* **Work task 1**
In the article about a Hong Kong photographer's Chernobyl trip, rewrite the stretch from "The cataclysmic explosion" through "is now Ukraine." with "three-day" in place of "two-day".
* **Work task 2**
Extend the article about the Hong Kong photographer's tour of the Chernobyl exclusion zone, picking up after its last sentence.

═══ Extracted text ═══

Hong Kong photographer ventures inside Chernobyl exclusion zone
Steven Wu went from exploring abandoned sites in the city to entering the ultimate zone of devastation – the ghost town near the Chernobyl nuclear power plant
Believe it or not, “radiation tourism” is a budding business.
The cataclysmic explosion at the Chernobyl nuclear power plant in the then Soviet Union in April 1986 prompted photographer Steven Wu, who loves visiting ruined sites, to take a two-day tour last month of the “exclusion zone” in what is now Ukraine.
The 28 year old discovered his love for photography after buying a camera to document his experiences at the Chinese University.
In 2014, he came across a Facebook post mentioning a group called Hong Kong Urban Exploration (HK URBEX), which seeks out and explores abandoned sites in Hong Kong.
Wu was taken with the idea of photographing derelict places, so he joined the team on their next adventure. Since then he has photographed almost every abandoned site in the city.
As a history lover, Wu was thrilled by Chernobyl as it was a one-of-a-kind place. “Hong Kong is densely populated. Abandoned places don’t feel so far removed. Chernobyl covers a huge area and that’s exciting.”

═══ Data to examine ═══

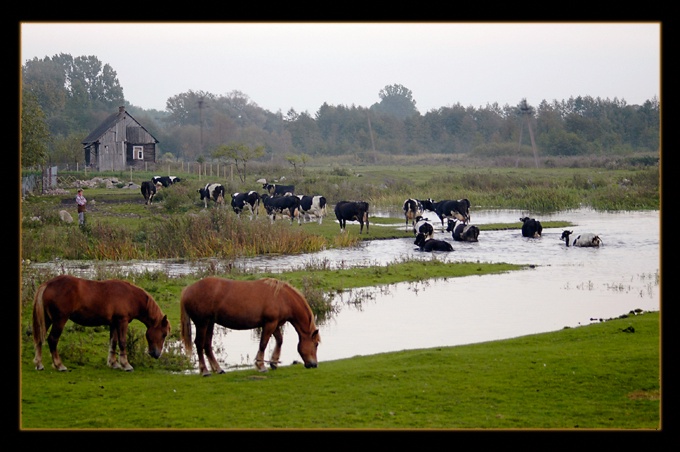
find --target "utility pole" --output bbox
[198,97,204,155]
[518,99,538,168]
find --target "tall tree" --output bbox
[21,93,50,168]
[371,84,418,119]
[212,143,264,183]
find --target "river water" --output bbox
[29,209,661,369]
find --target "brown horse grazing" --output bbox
[180,277,320,377]
[33,275,171,371]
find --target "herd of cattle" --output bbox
[141,176,602,247]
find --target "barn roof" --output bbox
[82,107,158,146]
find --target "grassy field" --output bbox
[19,165,661,430]
[20,313,661,430]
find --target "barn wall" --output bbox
[97,114,156,171]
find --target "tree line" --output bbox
[21,54,660,170]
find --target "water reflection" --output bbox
[27,209,660,368]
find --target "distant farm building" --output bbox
[82,107,158,171]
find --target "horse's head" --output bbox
[146,315,172,359]
[298,329,321,369]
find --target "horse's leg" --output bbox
[269,326,283,369]
[118,320,134,372]
[255,323,278,372]
[205,322,224,374]
[47,319,68,372]
[33,316,52,370]
[106,324,120,369]
[194,322,211,377]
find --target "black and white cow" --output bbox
[446,219,479,242]
[141,180,156,206]
[413,232,453,251]
[260,193,301,224]
[519,217,543,238]
[262,182,295,196]
[335,201,368,234]
[198,183,224,209]
[560,231,602,247]
[297,195,327,224]
[413,216,434,239]
[151,176,182,187]
[403,198,423,229]
[231,190,260,220]
[421,198,470,231]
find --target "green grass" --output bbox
[21,313,661,429]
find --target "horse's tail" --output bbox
[33,283,47,345]
[180,287,193,355]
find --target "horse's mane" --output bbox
[262,278,316,331]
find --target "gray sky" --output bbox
[20,22,661,115]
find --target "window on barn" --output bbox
[132,146,144,160]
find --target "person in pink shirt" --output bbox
[76,188,87,226]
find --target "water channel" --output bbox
[29,209,661,369]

═══

* **Response 1**
The cataclysmic explosion at the Chernobyl nuclear power plant in the then Soviet Union in April 1986 prompted photographer Steven Wu, who loves visiting ruined sites, to take a three-day tour last month of the “exclusion zone” in what is now Ukraine.

* **Response 2**
As he took photographs at Chernobyl, he thought of Hong Kong’s proximity to the Daya Bay nuclear plant across from Mirs Bay.
Chernobyl’s exclusion zone is 30km across. By comparison, Daya Bay is about 50km from Tsim Sha Tsui. Hong Kong residents were worried about the nuclear power plant when it was being planned in the 1980s.
Nuclear plants are said to be at their most dangerous at the beginning and end of their life cycle. The accident at Chernobyl occurred during the first two years of operation.
Wu described feelings of fear when he first arrived at Chernobyl due to radiation and high levels of toxicity in the area.
He said when he first entered the exclusion zone, everything was completely still. “[The residents] were told they were going away for a few days. They took a suitcase and everything else was left behind. It remains exactly like that.”
Visiting the exclusion zone is no easy task. Wu said he had to submit his passport and obtain authorisation before embarking on the trip, which had to be led by a guide. He also had to take equipment to monitor radiation levels.
Wu was overwhelmed by curiosity on several occasions and left the tour to capture unusual images from the ghost town of Pripyat. The area is a restricted military zone with “hot spot” radiation areas and potentially dangerous buildings.
He outlined one of the detours he made with other HK URBEX photographers.
“The tour made its way to the underground level of a hotel, but we stayed behind and went up to the third and fourth floors.”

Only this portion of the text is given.